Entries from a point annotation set
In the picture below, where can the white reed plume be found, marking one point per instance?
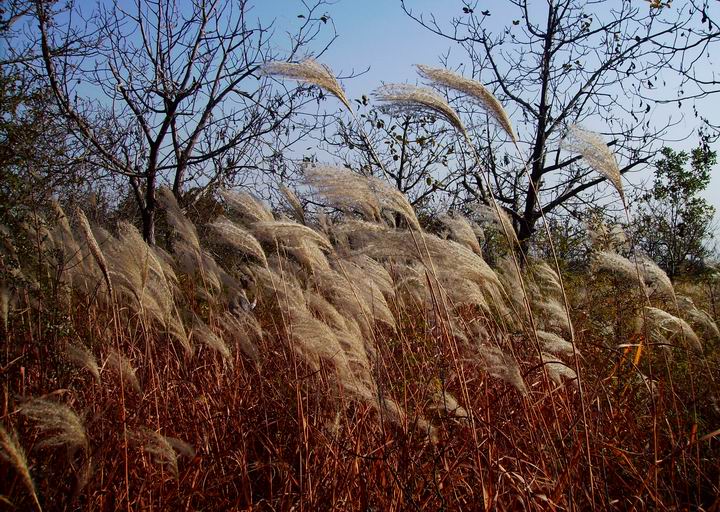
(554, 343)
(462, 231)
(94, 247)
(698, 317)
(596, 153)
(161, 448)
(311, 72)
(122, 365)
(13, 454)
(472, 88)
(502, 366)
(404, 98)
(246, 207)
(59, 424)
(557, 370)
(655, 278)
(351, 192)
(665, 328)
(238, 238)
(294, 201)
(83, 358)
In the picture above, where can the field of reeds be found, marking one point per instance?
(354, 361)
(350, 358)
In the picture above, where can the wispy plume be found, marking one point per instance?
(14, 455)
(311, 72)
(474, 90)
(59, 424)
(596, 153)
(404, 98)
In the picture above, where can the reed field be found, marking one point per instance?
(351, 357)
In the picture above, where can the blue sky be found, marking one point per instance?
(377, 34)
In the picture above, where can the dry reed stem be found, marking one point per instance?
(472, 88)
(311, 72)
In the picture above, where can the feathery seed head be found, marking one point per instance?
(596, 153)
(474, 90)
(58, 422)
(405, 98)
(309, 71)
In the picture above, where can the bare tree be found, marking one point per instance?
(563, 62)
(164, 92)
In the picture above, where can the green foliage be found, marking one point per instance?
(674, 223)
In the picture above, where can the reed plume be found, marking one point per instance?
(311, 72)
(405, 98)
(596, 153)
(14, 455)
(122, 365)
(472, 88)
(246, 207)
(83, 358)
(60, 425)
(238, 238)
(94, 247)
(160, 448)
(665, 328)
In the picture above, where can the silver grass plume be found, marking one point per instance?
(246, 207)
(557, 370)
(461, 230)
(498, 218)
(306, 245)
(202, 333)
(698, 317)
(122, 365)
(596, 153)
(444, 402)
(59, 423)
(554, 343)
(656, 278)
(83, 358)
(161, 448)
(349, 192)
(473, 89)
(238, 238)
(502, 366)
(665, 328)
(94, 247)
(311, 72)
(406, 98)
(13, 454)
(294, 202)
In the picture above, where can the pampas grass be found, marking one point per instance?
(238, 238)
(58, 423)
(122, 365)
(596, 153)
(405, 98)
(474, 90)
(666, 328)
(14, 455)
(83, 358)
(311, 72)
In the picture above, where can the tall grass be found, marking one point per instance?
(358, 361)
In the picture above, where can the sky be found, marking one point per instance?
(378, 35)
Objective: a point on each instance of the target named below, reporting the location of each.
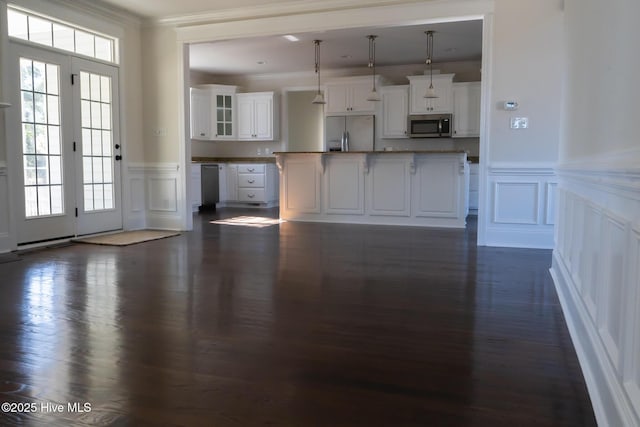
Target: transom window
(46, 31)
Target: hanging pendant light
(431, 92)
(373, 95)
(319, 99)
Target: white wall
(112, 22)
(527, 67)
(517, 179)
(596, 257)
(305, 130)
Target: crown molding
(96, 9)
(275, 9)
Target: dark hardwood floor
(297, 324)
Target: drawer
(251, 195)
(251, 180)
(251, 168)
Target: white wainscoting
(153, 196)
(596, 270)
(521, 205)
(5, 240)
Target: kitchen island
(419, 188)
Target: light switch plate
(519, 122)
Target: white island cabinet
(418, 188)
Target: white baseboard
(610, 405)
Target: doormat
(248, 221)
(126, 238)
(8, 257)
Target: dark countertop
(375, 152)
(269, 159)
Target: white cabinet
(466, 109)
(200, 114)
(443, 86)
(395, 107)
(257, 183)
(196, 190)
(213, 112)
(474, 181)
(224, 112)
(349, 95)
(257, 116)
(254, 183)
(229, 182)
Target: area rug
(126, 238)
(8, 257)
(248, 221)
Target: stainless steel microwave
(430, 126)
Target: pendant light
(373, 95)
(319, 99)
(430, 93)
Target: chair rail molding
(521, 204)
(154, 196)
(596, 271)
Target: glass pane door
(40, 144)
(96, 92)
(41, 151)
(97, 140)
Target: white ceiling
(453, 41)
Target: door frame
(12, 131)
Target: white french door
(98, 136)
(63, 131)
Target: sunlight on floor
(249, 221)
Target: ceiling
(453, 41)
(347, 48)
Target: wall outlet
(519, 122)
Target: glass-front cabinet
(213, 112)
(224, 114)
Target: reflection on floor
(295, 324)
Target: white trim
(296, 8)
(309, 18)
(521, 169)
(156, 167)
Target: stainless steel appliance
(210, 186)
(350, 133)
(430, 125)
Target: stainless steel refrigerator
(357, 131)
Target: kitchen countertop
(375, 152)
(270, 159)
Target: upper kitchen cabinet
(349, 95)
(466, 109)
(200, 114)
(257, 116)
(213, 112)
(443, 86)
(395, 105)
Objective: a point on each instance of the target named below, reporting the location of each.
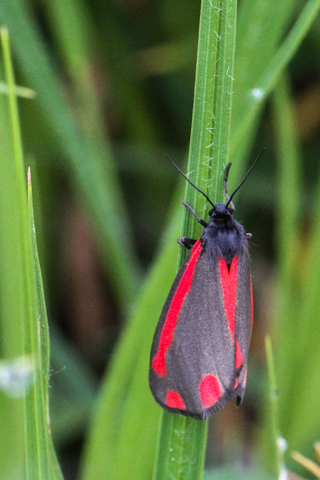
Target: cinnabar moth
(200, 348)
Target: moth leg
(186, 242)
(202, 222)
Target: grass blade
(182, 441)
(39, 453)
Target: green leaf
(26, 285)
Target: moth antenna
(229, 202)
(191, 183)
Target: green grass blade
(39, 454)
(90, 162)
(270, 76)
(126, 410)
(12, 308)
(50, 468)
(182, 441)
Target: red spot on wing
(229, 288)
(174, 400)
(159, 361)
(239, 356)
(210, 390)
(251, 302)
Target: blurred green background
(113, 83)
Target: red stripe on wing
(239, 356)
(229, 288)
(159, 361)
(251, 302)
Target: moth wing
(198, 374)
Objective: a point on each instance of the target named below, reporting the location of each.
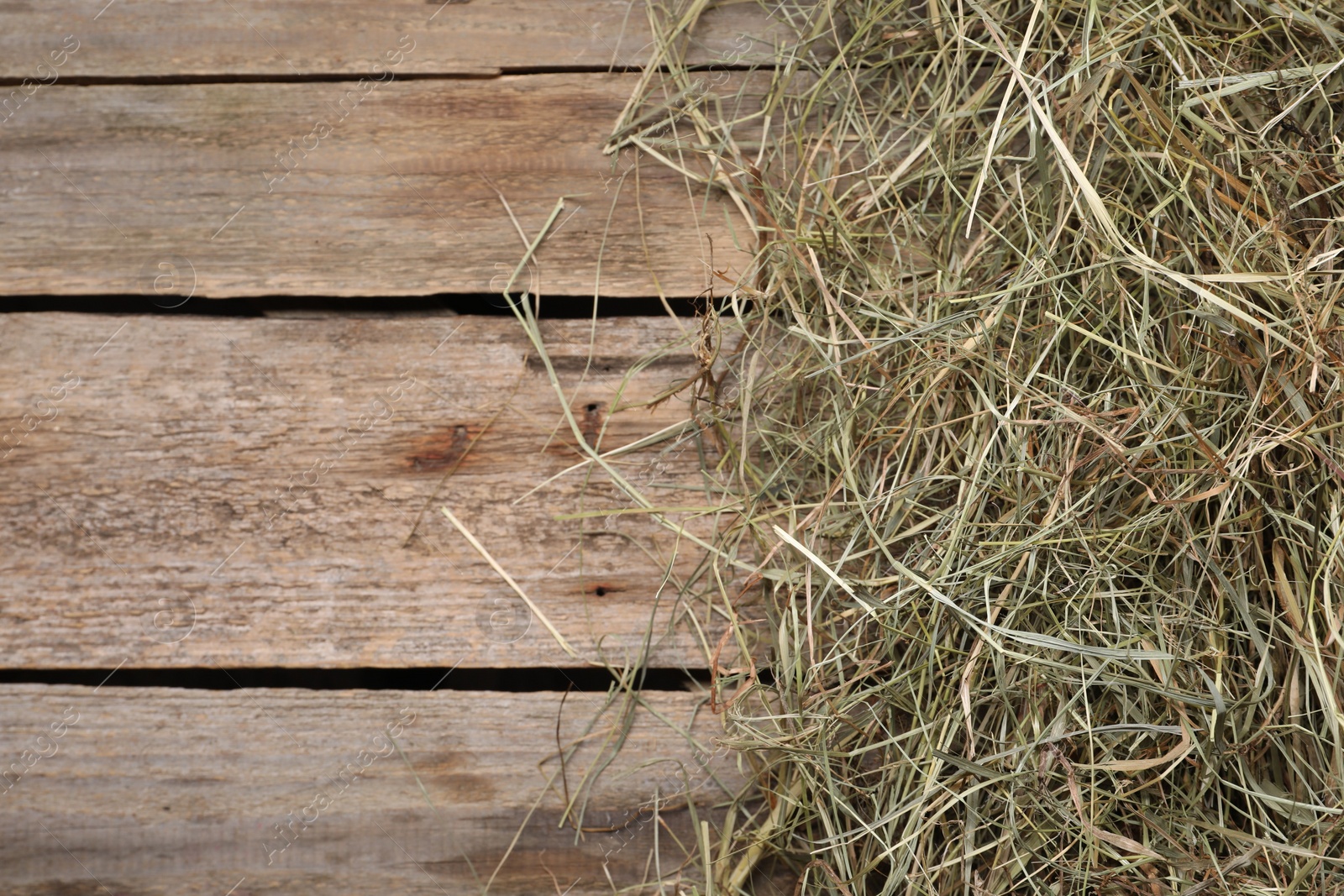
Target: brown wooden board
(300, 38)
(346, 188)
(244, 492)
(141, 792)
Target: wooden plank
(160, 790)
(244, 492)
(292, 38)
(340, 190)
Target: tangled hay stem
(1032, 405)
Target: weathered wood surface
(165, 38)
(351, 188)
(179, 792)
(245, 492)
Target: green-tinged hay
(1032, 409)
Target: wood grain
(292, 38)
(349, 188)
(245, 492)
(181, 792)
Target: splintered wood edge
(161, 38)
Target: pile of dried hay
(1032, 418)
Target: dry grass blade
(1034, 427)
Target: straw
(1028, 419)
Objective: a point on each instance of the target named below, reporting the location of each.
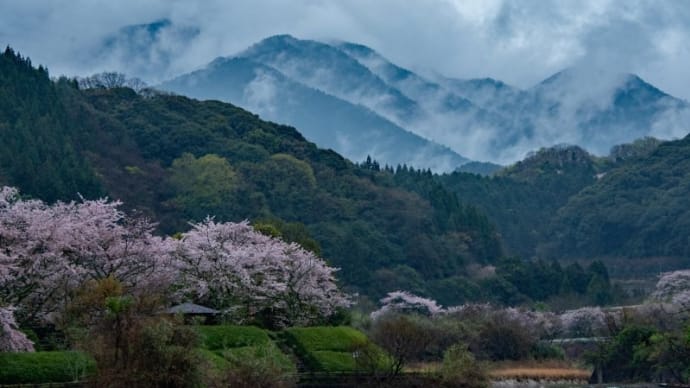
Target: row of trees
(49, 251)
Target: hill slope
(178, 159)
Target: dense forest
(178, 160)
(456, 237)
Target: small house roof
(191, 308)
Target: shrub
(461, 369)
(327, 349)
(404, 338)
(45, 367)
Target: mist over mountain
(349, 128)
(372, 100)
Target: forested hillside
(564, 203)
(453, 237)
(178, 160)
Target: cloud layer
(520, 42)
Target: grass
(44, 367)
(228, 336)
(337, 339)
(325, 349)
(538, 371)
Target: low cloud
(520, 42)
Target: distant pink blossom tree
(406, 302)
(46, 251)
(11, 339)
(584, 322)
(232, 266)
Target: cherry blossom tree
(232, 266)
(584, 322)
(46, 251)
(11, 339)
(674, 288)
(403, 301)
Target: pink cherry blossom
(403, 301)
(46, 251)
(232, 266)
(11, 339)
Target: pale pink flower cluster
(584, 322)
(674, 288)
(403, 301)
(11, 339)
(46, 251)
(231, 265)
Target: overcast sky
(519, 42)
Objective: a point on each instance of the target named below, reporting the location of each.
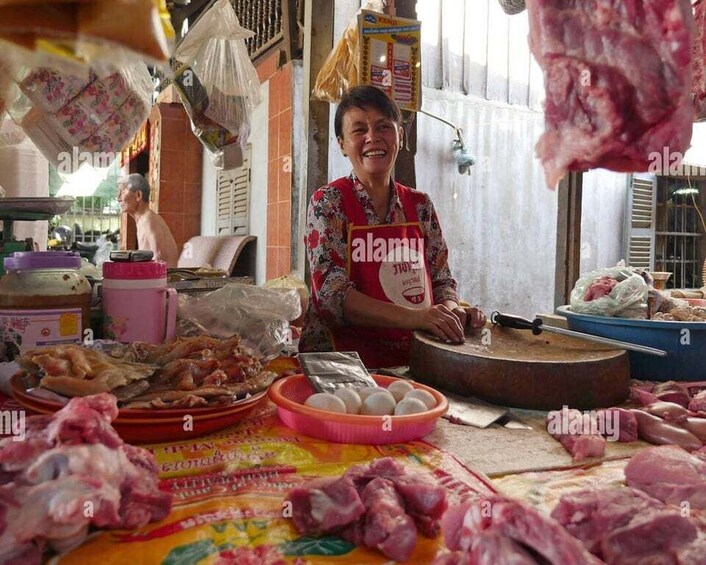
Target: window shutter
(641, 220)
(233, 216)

Brief
Please write out the listing again, substituting "placing one point on each instance" for every "marking one point per instance" and leaving everything else untouched. Leave the pictures out of your answer.

Exercise answer
In the picture below, where can the white reed plume be found, placing one point on each instance?
(554, 343)
(462, 231)
(94, 247)
(698, 317)
(596, 153)
(161, 448)
(311, 72)
(122, 365)
(13, 454)
(472, 88)
(502, 366)
(404, 98)
(246, 207)
(59, 424)
(557, 370)
(655, 278)
(351, 192)
(665, 328)
(238, 238)
(294, 201)
(83, 358)
In the picture above, where can the field of reeds be found, placing one point on each instance?
(354, 361)
(350, 358)
In the picture above, where can the wispy plume be found, placing one point on each instance?
(14, 455)
(311, 72)
(474, 90)
(59, 424)
(596, 153)
(404, 98)
In the picture above, where can the reed field be found, placing one point on each instance?
(351, 357)
In the picture above, where can the blue sky be found, placing one point on each instance?
(377, 34)
In the picture above, where can the dry reed stem be found, placing one point on each instance?
(472, 88)
(311, 72)
In the picture above, where can the feathery seed head be found, placing one point on each instance?
(596, 153)
(474, 90)
(58, 422)
(405, 98)
(309, 71)
In the picture above, where can the bare tree be found, placing one point on each instance?
(563, 62)
(164, 92)
In the picture above, where can the green foliage be found, placing one point on each instance?
(674, 223)
In the picture above, where can the reed plume be found, placing one point on each instance?
(311, 72)
(405, 98)
(596, 153)
(14, 455)
(122, 365)
(472, 88)
(246, 207)
(83, 358)
(60, 425)
(238, 238)
(94, 247)
(160, 448)
(665, 328)
In the picture above, where can the silver grass plume be found, placing one point on each instance?
(246, 207)
(557, 370)
(461, 230)
(498, 218)
(306, 245)
(202, 333)
(698, 317)
(122, 365)
(596, 153)
(444, 402)
(59, 423)
(554, 343)
(656, 278)
(83, 358)
(161, 448)
(349, 192)
(473, 89)
(238, 238)
(502, 366)
(665, 328)
(94, 247)
(311, 72)
(406, 98)
(13, 454)
(294, 202)
In the picture above, where can the pampas grass be found, placing one point on each instance?
(238, 238)
(58, 423)
(122, 365)
(596, 153)
(405, 98)
(474, 90)
(666, 328)
(14, 455)
(83, 358)
(311, 72)
In the picture above, where can the tall grass be found, placing one point on each instance?
(358, 361)
In the picture above, where can the sky be found, placing one point on each instance?
(378, 35)
Objective: a point on each instance of the target named below, reporting the location of each.
Target: transom window
(46, 31)
Target: hanging pendant light
(431, 92)
(373, 95)
(319, 99)
Target: white wall
(112, 22)
(527, 67)
(517, 179)
(596, 257)
(305, 130)
Target: crown molding
(96, 9)
(275, 9)
Target: dark hardwood floor
(297, 324)
Target: drawer
(251, 195)
(251, 180)
(251, 168)
Target: white wainscoting
(153, 196)
(596, 270)
(521, 205)
(5, 240)
Target: kitchen island
(419, 188)
Target: light switch plate
(519, 122)
Target: white island cabinet
(418, 188)
Target: white baseboard
(610, 405)
Target: doormat
(248, 221)
(126, 238)
(8, 257)
Target: dark countertop
(375, 152)
(269, 159)
Target: white cabinet
(466, 109)
(200, 114)
(443, 86)
(395, 107)
(257, 183)
(196, 190)
(213, 112)
(474, 181)
(224, 112)
(349, 95)
(257, 116)
(254, 183)
(229, 182)
Target: area rug
(126, 238)
(8, 257)
(248, 221)
Target: stainless steel microwave
(430, 126)
Target: pendant light
(373, 95)
(319, 99)
(430, 93)
Target: chair rail molding
(521, 204)
(154, 196)
(596, 271)
Target: glass pane door
(40, 144)
(96, 92)
(41, 151)
(97, 140)
Target: white ceiling
(453, 41)
Target: door frame
(12, 131)
Target: white french door
(98, 136)
(63, 131)
Target: sunlight on floor
(249, 221)
Target: ceiling
(453, 41)
(347, 48)
Target: wall outlet
(519, 122)
Target: glass-front cabinet
(213, 112)
(224, 114)
Target: reflection on floor
(295, 324)
Target: white trim
(296, 8)
(309, 18)
(521, 169)
(156, 167)
Target: stainless steel appliance
(210, 186)
(350, 133)
(430, 125)
Target: stainless steel refrigerator
(357, 131)
Target: kitchen countertop
(375, 152)
(270, 159)
Target: upper kitchen cabinet
(349, 95)
(466, 109)
(200, 114)
(257, 116)
(213, 112)
(443, 86)
(395, 105)
Objective: a point on each instance of the target named below, reporting the location of each.
Target: cinnabar moth
(200, 348)
Target: moth leg
(186, 242)
(202, 222)
Target: grass blade
(182, 441)
(39, 453)
Target: green leaf
(26, 285)
Target: moth antenna
(229, 202)
(191, 183)
Target: green grass blade
(39, 454)
(90, 162)
(270, 76)
(126, 410)
(12, 308)
(50, 468)
(182, 441)
Target: red spot on wing
(229, 288)
(174, 400)
(159, 361)
(239, 356)
(210, 390)
(251, 302)
Target: blurred green background
(113, 83)
Target: red stripe on wing
(239, 356)
(229, 288)
(159, 361)
(251, 302)
Target: moth wing
(198, 374)
Objective: a point on each instance of the target named below, reporting the location of each.
Target: brown wooden board
(300, 38)
(346, 188)
(244, 492)
(141, 792)
Target: wooden plank
(160, 790)
(244, 492)
(292, 38)
(340, 190)
Target: tangled hay stem
(1032, 405)
Target: weathered wood surface
(165, 38)
(351, 188)
(179, 792)
(245, 492)
Target: green-tinged hay
(1032, 409)
Target: wood grain
(292, 38)
(349, 188)
(245, 492)
(181, 792)
Target: splintered wood edge
(161, 38)
Target: pile of dried hay
(1032, 418)
Target: dry grass blade
(1034, 427)
Target: straw
(1028, 419)
Objective: a point on each instance of the target named below, reporting the location of each.
Target: row of trees
(49, 251)
Target: hill slope
(178, 159)
Target: dense forest
(178, 160)
(456, 237)
Target: small house roof
(191, 308)
Target: shrub
(461, 369)
(327, 349)
(404, 338)
(45, 367)
Target: mist over mountain
(349, 128)
(372, 100)
Target: forested hillside
(564, 203)
(453, 237)
(178, 160)
Target: cloud layer
(520, 42)
Target: grass
(44, 367)
(228, 336)
(337, 339)
(325, 349)
(538, 371)
Target: low cloud
(520, 42)
Target: distant pink blossom tree
(406, 302)
(46, 251)
(11, 339)
(584, 322)
(232, 266)
Target: cherry blossom tree
(232, 266)
(584, 322)
(46, 251)
(11, 339)
(674, 288)
(403, 301)
Target: pink cherry blossom
(403, 301)
(46, 251)
(232, 266)
(11, 339)
Target: pale pink flower cluster
(584, 322)
(674, 288)
(403, 301)
(11, 339)
(46, 251)
(231, 265)
Target: overcast sky
(519, 42)
Objective: a point on each instance of the target named below, reporting the location of each.
Target: window shutter
(641, 220)
(233, 216)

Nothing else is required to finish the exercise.